### ASSIGNMENT A
According to the piece on egg retrieval, how long does the procedure take?
### ASSIGNMENT B
Please carry on the piece on egg retrieval from its final sentence.
*** TEXT SHOWN Section Begins ***
Hands Off Our Clones!


I don't pitch for the Cardinals or play Ray Romano's wife on TV, and I haven't even seen Passion of the Christ, so I really have no business commenting on the Missouri cloning kerfuffle. But I did just sell some eggs, so I'm going to go ahead and take issue with Patricia Heaton's Handmaid's Tale-esque take on egg retrieval:

Amendment 2 actually makes it a constitutional right for fertility clinics to pay women for eggs. Low-income women will be seduced by big checks and extracting donor eggs is an extremely complicated, dangerous, and painful procedure.

I don't recall being seduced into doing anything (though that sounds kind of fun), but I guess it's those "low-income" ladies who lose all autonomy at the sight of easy cash. It's helpful to remember that this is the same routine procedure tens of thousands of women go through every year in fertility clinics. (Most will have their own eggs reimplanted.) It takes twenty minutes. You can offer up some ova in the morning and go to work in the afternoon. As for dangerous, all procedures involving general anaesthesia present a degree of risk, but no one has ever dropped dead from an egg harvest. And painful? I guess it would be pretty damn painful if they forgot to put you under.
*** TEXT SHOWN Section Ends ***
*** DATA RECORDS Section Begins ***
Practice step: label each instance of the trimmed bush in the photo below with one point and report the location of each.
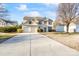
(19, 30)
(40, 30)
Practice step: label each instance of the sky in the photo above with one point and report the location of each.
(18, 10)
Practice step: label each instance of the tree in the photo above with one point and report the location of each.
(68, 12)
(3, 12)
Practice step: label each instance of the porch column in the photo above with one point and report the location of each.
(47, 29)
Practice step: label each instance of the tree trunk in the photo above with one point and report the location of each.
(67, 28)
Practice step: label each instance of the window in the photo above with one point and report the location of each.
(50, 23)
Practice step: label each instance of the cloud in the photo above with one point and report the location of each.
(34, 14)
(51, 4)
(51, 14)
(22, 7)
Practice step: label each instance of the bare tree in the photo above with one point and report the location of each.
(68, 12)
(3, 12)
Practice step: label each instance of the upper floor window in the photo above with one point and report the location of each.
(30, 22)
(39, 22)
(50, 23)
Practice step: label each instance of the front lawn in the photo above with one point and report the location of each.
(6, 36)
(69, 39)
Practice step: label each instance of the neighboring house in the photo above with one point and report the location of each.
(4, 23)
(32, 24)
(63, 28)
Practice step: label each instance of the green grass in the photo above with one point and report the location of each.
(5, 36)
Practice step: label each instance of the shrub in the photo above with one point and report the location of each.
(10, 29)
(19, 30)
(40, 30)
(52, 30)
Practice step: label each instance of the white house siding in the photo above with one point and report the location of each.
(77, 28)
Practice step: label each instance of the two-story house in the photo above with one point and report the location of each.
(32, 24)
(4, 23)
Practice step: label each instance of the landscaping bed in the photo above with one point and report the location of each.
(4, 37)
(68, 39)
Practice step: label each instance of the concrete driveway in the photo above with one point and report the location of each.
(34, 45)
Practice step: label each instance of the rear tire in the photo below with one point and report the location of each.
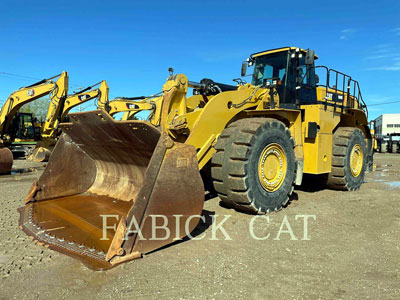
(254, 168)
(349, 157)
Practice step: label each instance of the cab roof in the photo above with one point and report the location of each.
(276, 50)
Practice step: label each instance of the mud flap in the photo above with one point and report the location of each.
(113, 190)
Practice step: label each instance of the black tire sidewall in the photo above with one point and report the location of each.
(262, 198)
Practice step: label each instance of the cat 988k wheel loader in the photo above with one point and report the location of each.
(114, 190)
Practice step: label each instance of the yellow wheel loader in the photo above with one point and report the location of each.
(57, 112)
(19, 98)
(131, 106)
(114, 190)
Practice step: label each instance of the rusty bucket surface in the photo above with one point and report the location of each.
(6, 159)
(113, 190)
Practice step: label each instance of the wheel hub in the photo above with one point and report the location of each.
(272, 167)
(356, 160)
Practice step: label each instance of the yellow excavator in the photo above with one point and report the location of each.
(58, 111)
(129, 187)
(57, 90)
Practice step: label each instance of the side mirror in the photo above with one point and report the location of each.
(244, 68)
(310, 57)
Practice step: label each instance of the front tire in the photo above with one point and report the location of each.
(254, 168)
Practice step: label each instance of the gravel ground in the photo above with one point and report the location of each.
(352, 251)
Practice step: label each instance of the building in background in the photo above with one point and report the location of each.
(387, 123)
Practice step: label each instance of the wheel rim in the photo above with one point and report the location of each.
(272, 167)
(356, 160)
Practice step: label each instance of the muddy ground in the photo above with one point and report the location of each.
(353, 251)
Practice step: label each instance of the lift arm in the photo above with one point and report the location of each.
(30, 93)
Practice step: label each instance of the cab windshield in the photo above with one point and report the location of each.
(272, 66)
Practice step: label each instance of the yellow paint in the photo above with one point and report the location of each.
(356, 160)
(272, 167)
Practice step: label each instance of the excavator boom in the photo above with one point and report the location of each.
(58, 111)
(15, 101)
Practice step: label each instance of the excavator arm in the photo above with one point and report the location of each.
(57, 100)
(83, 96)
(28, 94)
(58, 112)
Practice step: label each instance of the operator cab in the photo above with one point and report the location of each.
(290, 71)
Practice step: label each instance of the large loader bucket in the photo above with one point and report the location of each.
(113, 190)
(6, 159)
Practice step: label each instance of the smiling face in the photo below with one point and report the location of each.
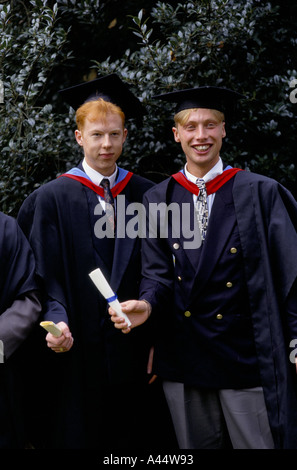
(102, 141)
(201, 137)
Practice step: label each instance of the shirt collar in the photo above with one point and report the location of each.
(215, 171)
(96, 177)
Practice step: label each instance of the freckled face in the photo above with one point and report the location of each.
(102, 142)
(201, 139)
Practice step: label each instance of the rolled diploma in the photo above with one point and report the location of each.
(102, 285)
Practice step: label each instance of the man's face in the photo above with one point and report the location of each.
(102, 142)
(201, 140)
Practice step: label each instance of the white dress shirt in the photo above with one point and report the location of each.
(215, 171)
(96, 178)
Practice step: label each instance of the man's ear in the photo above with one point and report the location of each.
(78, 136)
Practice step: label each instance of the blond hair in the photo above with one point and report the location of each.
(97, 109)
(183, 116)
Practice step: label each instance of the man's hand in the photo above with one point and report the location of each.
(63, 343)
(138, 312)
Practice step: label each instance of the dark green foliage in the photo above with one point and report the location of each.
(45, 45)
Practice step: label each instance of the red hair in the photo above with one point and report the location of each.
(97, 109)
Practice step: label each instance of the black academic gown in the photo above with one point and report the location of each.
(207, 337)
(104, 374)
(19, 311)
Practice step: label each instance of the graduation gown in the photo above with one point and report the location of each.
(59, 220)
(19, 311)
(225, 313)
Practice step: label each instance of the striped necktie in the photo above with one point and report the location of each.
(202, 208)
(109, 204)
*** DATA RECORDS Section Ends ***
### EXPECTED ANSWER A
Twenty minutes.

### EXPECTED ANSWER B
Hands Off Our Ovaries, praised to high heaven by National Review's Kathryn Jean Lopez here, is calling for a moratorium on egg extraction for research purposes "because losing even one woman's life is too high a price to pay." (You could say the same about permitting women to leave their kitchens — it's dangerous out there.) But if egg retrieval is so perilous and coercive — if the procedure is the problem — it makes no sense to ban extraction specifically for scientific purposes. Are they opposed to the harvest or the research?